You may have heard that Social Security disability hearings are "informal" and "non-adversarial" and therefore, you may conclude that you can easily represent yourself. Here are some problems you should be aware of before deciding to represent yourself.
- Everyone else in the hearing will be a highly trained, experienced professional. The judge will be a highly trained and experienced professional and so will the the vocational witness. If there is a medical expert (ME), the doctor will obviously be well trained. You may be the only person in the hearing who lacks experience, training and familiarity with Social Security's rules, regulations and procedures--a bad spot to be in.
- You will have to prove your case according to the rules and regulations that govern the US Social Security disability program, just as you would have to prove your case in any court of law. There are thousands of pages of rules and regulations. For example: Medical evidence may only come from "accepted medical sources." Some doctor's opinions must be given more weight than others. Not all of your work is necessarily "past relevant work." You may meet a Listing or a Grid Rule, which could mean that you should be approved early in the hearing process. The vocational witness may testify about jobs that no longer exist in the US economy. Or, she may improperly classify your past work, resulting in a Step Four denial.
- You will need to know the difference between sedentary, light and medium exertion levels. You should also be able to deal with exertional and non-exertional limitations in function. Do you know that you may still be disabled according to SSA rules even if you can lift up to 100 pounds, stand/walk up to 8 hours a day, and have no limitations on stooping, bending, kneeling, crouching, crawling or reaching?

■ **Problem statement**: Carry on the piece on representing yourself at a Social Security disability hearing from the point where it stops.

■ **Records supplied**:

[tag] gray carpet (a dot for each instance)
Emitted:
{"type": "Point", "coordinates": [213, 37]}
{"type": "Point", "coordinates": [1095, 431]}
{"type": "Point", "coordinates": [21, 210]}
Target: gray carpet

■ **Exercise result**:
- You must be prepared to deal with such technical issues as "date last insured" and "alleged onset date." Judges often try to move the alleged onset date forward and this can cost you thousands of dollars in back pay, even if you are approved.
- Failure to use Social Security's rules about absenteeism, concentration, persistence and pace; memory problems, difficulty getting along with others, etc. can snatch a defeat out of the jaws of victory!
- Your answer to an innocent-sounding question may ruin your case. For example, "How much do you think you can lift?" You say, "I think I could lift 50 pounds." That may make you able to perform "medium exertion" and opens up millions of jobs in the US economy that you could perform--and it also sets you up for a quick denial of benefits. A vocational knowledge of "lifting" could save the day because it doesn't mean what you may think it means (and that's not a lawyer's trick, it's in the regulations SSA must follow).